------ 本文抜粋 ------

例年にない豊作だった2019年。その中からモンチコンが選んだ20枚のベスト・アルバムは、思いのほか海外のランキングとの親和性が高いものになりましたが、そのほとんどがサイトで紹介してきた作品なので、読者のみなさんにも納得してもらえるのではないでしょうか。なかには既に来日が決まっていたり、来日が噂される(?)アーティストもいるので、来るべき2020年を楽しみにしながら、今年を振り返ってみることにしましょう。

それではよいお年を!


20. Vanishing Twin - The Age of Immunology (Fire)


インディー・ロック・バンドFanfarloのメンバーだったCathy Lucasや、Sandro PerriとのOff Worldでも知られる日本人ミュージシャン、ZongaminことSusumu Mukaiを含む多国籍グループ。Stereolab〜Broadcast路線のスペース・エイジ・ポップ、というかほとんどそのままではあるのだが、ダダイズムや構成主義の影響大なコスチュームとアートワークからも窺えるように、その音楽もスタイリッシュ過ぎない、手作り感に溢れている。単なる模倣やパロディと切り捨てるには惜しい、不思議な魅力を持った一枚だ。(清水祐也)


19. Kevin Morby - Oh My God (Dead Oceans)


オールドタイムな歌劇を思わせるピアノのフレーズから幕をあける本作は、このOh My Godな社会への嘆きと皮肉を込めまくった、ひとりの青年のブルーズが滲む作品だ。ピアノ/オルガンが主軸になった伴奏や度々入るゴスペルライクなコーラス、後半に突如挿入される無音部分とSE等は、作品にシアトリカルな雰囲気を与えると同時に、これまでのレイドバックしたフォーク・ロックをやってきた彼の作品とは、本作がもう別物になっている事に気づかされる要素だ。そして作中に幾度となく登場する“神”への言及は、自らを取り巻く社会や宗教との関係性が、年を経て変容したことを窺わせる。戯曲家Kevin Morby――前作『City Music』からの助走を経て今作を書き上げた彼を、そう呼ぶのは少々大袈裟だろうか。(山岡弘明)


18. Whitney - Forever Turned Around (Secretly Canadian)


人生の失意のなか作り上げたデビュー作の成功から約3年ぶりの2作目は、「Before I Know It」で歌うように、日没の瞬間のような、夕陽に照らされる草原の情景が広がっている。カントリーやフォーク、ソウルを落とし込んだノスタルジックなポップのスタイルは変わらず、弦楽器が加わりより美しく芳醇に。このまま夢へと落ちていきそうな逃避的サウンドの一方で、人生における愛、友情、損失、不安や恐怖といった彼等の日常を描いている。ウイスキー、もしくはビールを片手にゆらゆらと曲を奏でる姿が想像できるようだ。(栗原葵)


17. Olden Yolk - Living Theatre (Trouble In Mind)

------

2019年のベスト・アルバムを紹介する本文を、途切れたところから先へ書き進めてください。 資料は上の本文とは関係ない。

------ 提供資料 ------

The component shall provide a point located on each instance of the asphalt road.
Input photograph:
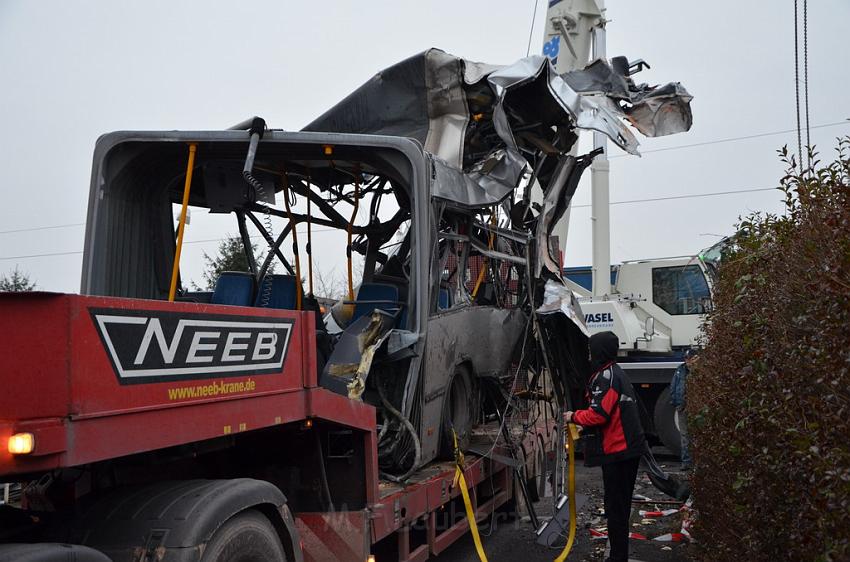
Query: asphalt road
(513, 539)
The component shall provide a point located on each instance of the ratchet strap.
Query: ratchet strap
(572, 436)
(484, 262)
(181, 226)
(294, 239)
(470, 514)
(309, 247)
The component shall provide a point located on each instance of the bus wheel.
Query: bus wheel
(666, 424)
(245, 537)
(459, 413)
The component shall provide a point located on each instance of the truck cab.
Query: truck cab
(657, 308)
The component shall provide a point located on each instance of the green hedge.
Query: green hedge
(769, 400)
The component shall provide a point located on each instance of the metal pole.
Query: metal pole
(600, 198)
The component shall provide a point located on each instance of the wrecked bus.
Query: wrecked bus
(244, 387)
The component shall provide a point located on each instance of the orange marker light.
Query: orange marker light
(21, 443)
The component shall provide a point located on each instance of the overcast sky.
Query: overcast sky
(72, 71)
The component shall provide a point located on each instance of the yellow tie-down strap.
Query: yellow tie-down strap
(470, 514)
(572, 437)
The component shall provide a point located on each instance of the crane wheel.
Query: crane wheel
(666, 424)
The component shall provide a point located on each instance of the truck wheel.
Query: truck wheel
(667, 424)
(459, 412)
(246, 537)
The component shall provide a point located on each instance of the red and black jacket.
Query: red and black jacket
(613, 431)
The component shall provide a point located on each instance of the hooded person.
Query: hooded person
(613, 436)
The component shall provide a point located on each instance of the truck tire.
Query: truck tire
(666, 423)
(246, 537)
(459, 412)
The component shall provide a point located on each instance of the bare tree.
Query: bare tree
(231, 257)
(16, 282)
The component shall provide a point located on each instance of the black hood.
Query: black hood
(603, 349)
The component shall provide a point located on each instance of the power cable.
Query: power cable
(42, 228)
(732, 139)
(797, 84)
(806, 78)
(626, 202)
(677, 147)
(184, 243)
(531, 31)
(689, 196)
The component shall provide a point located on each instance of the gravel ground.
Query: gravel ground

------
------ 提供資料 ------

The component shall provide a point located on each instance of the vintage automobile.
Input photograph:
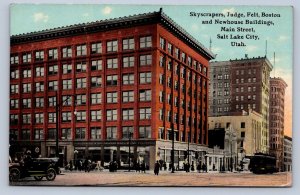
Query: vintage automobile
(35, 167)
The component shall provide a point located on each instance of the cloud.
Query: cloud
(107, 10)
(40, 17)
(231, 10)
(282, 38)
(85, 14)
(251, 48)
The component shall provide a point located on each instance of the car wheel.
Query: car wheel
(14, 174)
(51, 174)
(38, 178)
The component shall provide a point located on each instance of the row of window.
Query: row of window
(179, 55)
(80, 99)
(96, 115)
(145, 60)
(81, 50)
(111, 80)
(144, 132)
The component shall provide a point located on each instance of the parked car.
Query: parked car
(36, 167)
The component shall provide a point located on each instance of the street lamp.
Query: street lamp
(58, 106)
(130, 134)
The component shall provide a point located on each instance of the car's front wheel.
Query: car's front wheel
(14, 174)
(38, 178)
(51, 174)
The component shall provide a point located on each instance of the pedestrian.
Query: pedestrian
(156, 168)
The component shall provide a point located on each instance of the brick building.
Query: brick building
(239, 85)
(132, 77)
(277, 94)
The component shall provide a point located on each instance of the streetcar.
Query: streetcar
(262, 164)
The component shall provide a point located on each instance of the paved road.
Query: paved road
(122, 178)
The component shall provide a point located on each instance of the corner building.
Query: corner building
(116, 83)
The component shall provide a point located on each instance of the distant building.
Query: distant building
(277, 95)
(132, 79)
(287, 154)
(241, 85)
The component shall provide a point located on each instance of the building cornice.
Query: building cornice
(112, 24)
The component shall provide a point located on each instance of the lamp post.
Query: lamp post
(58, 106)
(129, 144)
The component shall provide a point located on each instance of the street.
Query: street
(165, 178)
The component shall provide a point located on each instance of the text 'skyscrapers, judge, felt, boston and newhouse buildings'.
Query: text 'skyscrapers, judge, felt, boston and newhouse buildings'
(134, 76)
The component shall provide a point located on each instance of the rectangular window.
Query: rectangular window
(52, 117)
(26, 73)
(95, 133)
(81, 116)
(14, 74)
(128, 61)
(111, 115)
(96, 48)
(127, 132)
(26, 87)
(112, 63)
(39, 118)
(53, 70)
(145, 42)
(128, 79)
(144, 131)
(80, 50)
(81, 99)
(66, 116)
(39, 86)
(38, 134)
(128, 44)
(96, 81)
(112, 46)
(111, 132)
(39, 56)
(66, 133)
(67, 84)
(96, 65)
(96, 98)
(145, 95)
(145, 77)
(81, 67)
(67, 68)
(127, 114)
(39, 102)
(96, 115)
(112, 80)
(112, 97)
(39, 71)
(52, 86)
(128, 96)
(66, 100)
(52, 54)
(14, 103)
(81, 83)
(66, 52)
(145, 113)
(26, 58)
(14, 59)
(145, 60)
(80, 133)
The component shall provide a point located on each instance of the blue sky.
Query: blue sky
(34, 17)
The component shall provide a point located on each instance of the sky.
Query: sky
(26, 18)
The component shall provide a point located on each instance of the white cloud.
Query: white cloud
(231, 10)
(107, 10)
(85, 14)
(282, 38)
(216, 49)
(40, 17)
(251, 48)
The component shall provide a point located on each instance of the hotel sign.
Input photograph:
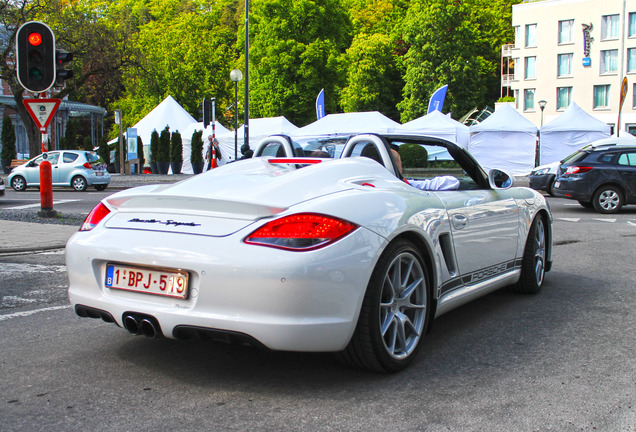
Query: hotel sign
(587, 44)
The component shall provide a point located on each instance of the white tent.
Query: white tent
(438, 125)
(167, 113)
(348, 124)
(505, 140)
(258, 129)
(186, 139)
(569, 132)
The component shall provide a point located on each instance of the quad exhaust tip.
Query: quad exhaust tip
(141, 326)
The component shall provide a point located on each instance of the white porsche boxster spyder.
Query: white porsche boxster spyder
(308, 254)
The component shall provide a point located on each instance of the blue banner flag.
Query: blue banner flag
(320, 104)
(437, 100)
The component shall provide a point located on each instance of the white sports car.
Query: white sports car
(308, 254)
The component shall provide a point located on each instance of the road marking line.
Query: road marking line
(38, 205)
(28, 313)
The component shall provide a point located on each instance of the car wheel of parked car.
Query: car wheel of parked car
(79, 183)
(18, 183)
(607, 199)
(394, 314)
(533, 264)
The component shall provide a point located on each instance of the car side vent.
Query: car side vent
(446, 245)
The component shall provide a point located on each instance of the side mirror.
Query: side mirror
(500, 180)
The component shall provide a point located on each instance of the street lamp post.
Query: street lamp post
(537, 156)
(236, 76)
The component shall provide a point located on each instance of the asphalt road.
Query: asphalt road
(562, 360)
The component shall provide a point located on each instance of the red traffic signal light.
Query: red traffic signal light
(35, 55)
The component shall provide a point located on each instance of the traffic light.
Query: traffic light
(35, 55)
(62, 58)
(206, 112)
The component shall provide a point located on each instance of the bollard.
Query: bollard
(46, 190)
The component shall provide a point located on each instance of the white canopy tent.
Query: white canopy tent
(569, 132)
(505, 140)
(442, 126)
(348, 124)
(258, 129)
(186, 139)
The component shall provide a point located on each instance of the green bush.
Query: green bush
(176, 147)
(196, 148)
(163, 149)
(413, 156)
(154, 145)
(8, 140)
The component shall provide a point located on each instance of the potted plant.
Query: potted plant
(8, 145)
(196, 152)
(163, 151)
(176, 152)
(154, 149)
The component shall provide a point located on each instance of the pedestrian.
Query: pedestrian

------

→ 出力結果:
Weyes Bloodとも親交の深いサイケデリック・バンドQuiltのメンバーShane Butlerと、Molly Burchのバンドでベースを弾いていたCaity Shafferによる男女デュオのセカンド・アルバムで、2人が持ち札を交互に切っていく様は、奇しくも今年共作をリリースしたDeerhunterのBradford CoxとCate Le Bonが、テーブルを囲んでカードゲームに興じているかのよう。ベースと共同プロデュースはWoodsのJarvis Taveniereで、タイトルの由来にもなったニューヨークの実験劇団の名前に恥じない、シュールな傑作だ。(清水祐也)


16. Clairo - Immunity (FADER)


オープニングを飾る「Alewife」は、彼女が自殺しようとするのを友人が止め、警察を呼んだ夜の歌だ。8年生の時である。眩いピアノ・サウンド、優しく語るようなクリアな歌声――この曲が象徴するように、本作では大人への過渡期にいる彼女が、まだ残る10代の危うさや脆さを漂わせながら、愛や孤独を歌っている。モダンで脱力感あるローファイ・ポップは、共同プロデュースをした元Vampire WeekendのRostamも一役買っているのであろう。ベッドルームから飛び出た彼女は、今や様々な大物アーティストとコラボする引っ張りだこのポップ・スター。21歳となった彼女の、大人へと脱皮した今後の姿に期待したい。(栗原葵)


15. Cate Le Bon - Reward (Mexican Summer)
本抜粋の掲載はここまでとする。